** TRECHO PARA LEITURA **
Título: De casuísmo em casuísmo
Autor: Dora Kramer
Fonte: O Estado de São Paulo, 18/12/2005, Nacional, p. A8

Há nove anos, fizeram de tudo (e mais um pouco) para aprovar; ano passado apresentaram proposta na Câmara para revogar, na semana passada deflagraram ofensiva para extinguir de vez o instituto da reeleição. Quatro dias atrás, porém, os tucanos começaram pensar de novo em mudar de posição e a reavaliar a conveniência política defender uma tese diametralmente oposta àquela que, segundo diziam em 1996, daria não apenas mais um mandato para Fernando Henrique Cardoso, mas significaria um avanço para democracia brasileira.

Como não poderia deixar de ser, ao levantar a bandeira do fim da reeleição, o PSDB foi acusado de oportunismo e de ter, lá atrás, recorrido a um expediente casuístico com o intuito exclusivo de prolongar sua permanência no poder.

Diante das críticas, principalmente de que a proposta de cinco anos de mandato único teria a intenção de aplacar as divergências entre os diversos postulantes do PSDB à candidatura presidencial, a direção do partido na última reunião da Executiva reabriu a discussão.

** EXERCÍCIOS **
• a. Responda às perguntas sobre a coluna a respeito da reeleição:
(i) Há quantos anos os tucanos fizeram de tudo para aprovar a reeleição?
(ii) De que o PSDB foi acusado ao levantar a bandeira do fim da reeleição?
(iii) Quantos anos de mandato único prevê a proposta mencionada?
• b. Reproduza o trecho da coluna sobre a reeleição que vai de "Há nove anos, fizeram" até "para democracia brasileira.", inclusive.
• c. Dê continuidade à coluna sobre a reeleição a partir da última frase apresentada.
As linhas a seguir provêm de outra fonte.

** SEÇÃO DE DADOS **
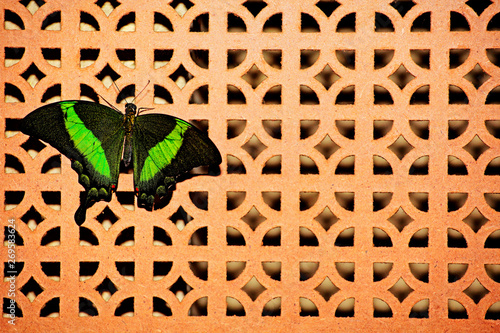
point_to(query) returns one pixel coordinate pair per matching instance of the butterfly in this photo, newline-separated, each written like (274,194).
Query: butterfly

** RESPOSTAS **
• a.
(i) Há nove anos.
(ii) De oportunismo e de ter recorrido a um expediente casuístico com o intuito exclusivo de prolongar sua permanência no poder.
(iii) Cinco anos.

• b.
Há nove anos, fizeram de tudo (e mais um pouco) para aprovar; ano passado apresentaram proposta na Câmara para revogar, na semana passada deflagraram ofensiva para extinguir de vez o instituto da reeleição. Quatro dias atrás, porém, os tucanos começaram pensar de novo em mudar de posição e a reavaliar a conveniência política defender uma tese diametralmente oposta àquela que, segundo diziam em 1996, daria não apenas mais um mandato para Fernando Henrique Cardoso, mas significaria um avanço para democracia brasileira.

• c.
Pôs na mesa a possibilidade de um recuo com receio de criar um problema desnecessário justamente num momento favorável à oposição.

"Todas as atitudes agora tem de ser postas na balança", diz o secretário-geral do PSDB, deputado Eduardo Paes. A ele, particularmente, a hipótese do recuo ainda não convence, embora reconheça razão nos que alertam para o risco de o tucanato abrir a guarda ao bombardeio por causa de uma questão de importância relativa.

O mais ilustre defensor da manutenção da reeleição é o governador de São Paulo, Geraldo Alckmin, pré-candidato a presidente.

Mas outras figuras de destaque no partido, como o presidente Tasso Jereissati, o prefeito José Serra e o governador de Minas Gerais, Aécio Neves, acham que a hora de aprovar a emenda revogatória apresentada em 2004 pelo deputado Jutahy Magalhães é no início de 2006.

"Assim o presidente eleito já iniciaria o mandato dentro das novas regras do jogo", argumenta o senador Jereissati. Mas ele aceitou na reunião da Executiva as ponderações de que há um clima desfavorável em relação à oportunidade da abordagem do tema.

O ex-presidente Fernando Henrique Cardoso, por exemplo, consultado por Aécio Neves, aceitou dar apoio ao fim da reeleição, mas reservou-se o direito de fazê-lo discretamente, pois - com toda razão - considerou que, como beneficiário da emenda aprovada em janeiro de 1997, não seria o porta-voz mais autorizado para defender sua revogação agora.

O governador de Minas reconhece as dificuldades. "Não passaremos por esse debate incólumes." Aécio diz ter mudado de opinião não por causa das conveniências eleitorais de seu partido agora. Mudou, afirma, quando passou a perceber a reeleição sob a perspectiva do ocupante de cargo executivo.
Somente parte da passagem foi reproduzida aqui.